Natural language region descriptions

((

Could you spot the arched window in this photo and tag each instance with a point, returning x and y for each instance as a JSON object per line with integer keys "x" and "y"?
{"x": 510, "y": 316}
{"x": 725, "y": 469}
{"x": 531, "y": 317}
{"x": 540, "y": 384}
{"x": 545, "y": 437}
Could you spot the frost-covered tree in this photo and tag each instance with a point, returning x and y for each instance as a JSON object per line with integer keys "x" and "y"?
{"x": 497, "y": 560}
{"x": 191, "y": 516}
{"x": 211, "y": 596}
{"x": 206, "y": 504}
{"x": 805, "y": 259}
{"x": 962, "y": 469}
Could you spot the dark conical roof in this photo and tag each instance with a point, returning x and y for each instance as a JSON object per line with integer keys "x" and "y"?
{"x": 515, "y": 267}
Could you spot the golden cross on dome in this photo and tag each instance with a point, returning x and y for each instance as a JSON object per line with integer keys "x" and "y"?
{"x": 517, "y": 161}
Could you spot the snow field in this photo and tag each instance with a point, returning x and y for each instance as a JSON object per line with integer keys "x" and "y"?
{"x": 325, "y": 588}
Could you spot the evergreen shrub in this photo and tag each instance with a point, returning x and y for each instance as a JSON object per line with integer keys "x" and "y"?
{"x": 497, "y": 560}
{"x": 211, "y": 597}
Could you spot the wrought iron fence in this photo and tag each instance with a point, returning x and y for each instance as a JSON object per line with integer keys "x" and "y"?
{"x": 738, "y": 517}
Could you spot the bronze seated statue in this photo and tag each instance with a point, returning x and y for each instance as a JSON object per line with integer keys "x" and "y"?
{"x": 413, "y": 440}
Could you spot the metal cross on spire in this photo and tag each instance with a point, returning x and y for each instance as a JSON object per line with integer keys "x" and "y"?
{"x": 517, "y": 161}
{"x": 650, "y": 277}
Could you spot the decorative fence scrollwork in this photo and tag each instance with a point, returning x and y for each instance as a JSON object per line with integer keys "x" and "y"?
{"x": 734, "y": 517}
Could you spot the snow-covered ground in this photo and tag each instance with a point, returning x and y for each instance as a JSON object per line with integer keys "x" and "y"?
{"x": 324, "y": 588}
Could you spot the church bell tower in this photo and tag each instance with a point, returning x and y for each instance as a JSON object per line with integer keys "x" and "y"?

))

Reproduce the records above exactly.

Could you spot the arched window in this photo and tag each instance with a point, returning x and y for each instance as a JSON object per line with integer keys "x" and "y"?
{"x": 510, "y": 316}
{"x": 725, "y": 469}
{"x": 531, "y": 317}
{"x": 540, "y": 384}
{"x": 545, "y": 437}
Could you spot the frost-covered tree in this photo and tag each instance with a point, returning x and y for each instance as a JSON object per line with integer keys "x" and "y"?
{"x": 497, "y": 560}
{"x": 191, "y": 516}
{"x": 211, "y": 596}
{"x": 206, "y": 504}
{"x": 805, "y": 259}
{"x": 962, "y": 469}
Could you spot the dark conical roof in this photo and tag each instance with a point, returning x and y for each instance as a JSON object per line with integer keys "x" and "y"?
{"x": 515, "y": 267}
Could you spot the golden cross on dome in this photo and tag each instance with a point, returning x and y for each instance as a JSON object per line with integer keys "x" and "y"?
{"x": 517, "y": 161}
Could you spot the snow field in this photo and tag each instance with a point, returning x and y for each instance as a JSON object per line with integer keys "x" and "y"?
{"x": 325, "y": 588}
Could you spot the evergreen shrub in this photo and tag each instance with a point, returning x and y for each instance as a JSON object per line with integer keys "x" and "y"?
{"x": 497, "y": 560}
{"x": 211, "y": 597}
Could you spot the wrought iron fence in this photo and tag each instance with a point, returning x and y for each instance as a JSON object per line with integer keys "x" and "y"?
{"x": 738, "y": 517}
Could you spot the bronze seated statue in this photo and tag each instance with a point, returning x and y for each instance as a JSON object per line with integer keys "x" and "y"?
{"x": 413, "y": 440}
Could you spot the metal cross on spire in this photo and tag each instance with a point, returning x and y for each instance as a JSON object per line with integer keys "x" and "y"?
{"x": 517, "y": 161}
{"x": 650, "y": 277}
Could you spot the decorative fence scrollwork in this photo and tag each instance with a point, returning x and y for each instance as a JSON object per line with integer keys "x" and "y"?
{"x": 734, "y": 517}
Could you spot the snow-covered ground in this photo and tag each instance with a point, returning x and y for each instance as a JSON object per line with integer keys "x" and "y"?
{"x": 324, "y": 588}
Could you spot the church bell tower in this photo and tag each instance with a point, returning x and y for each instance as a JSON object per line with integer keys "x" and "y"?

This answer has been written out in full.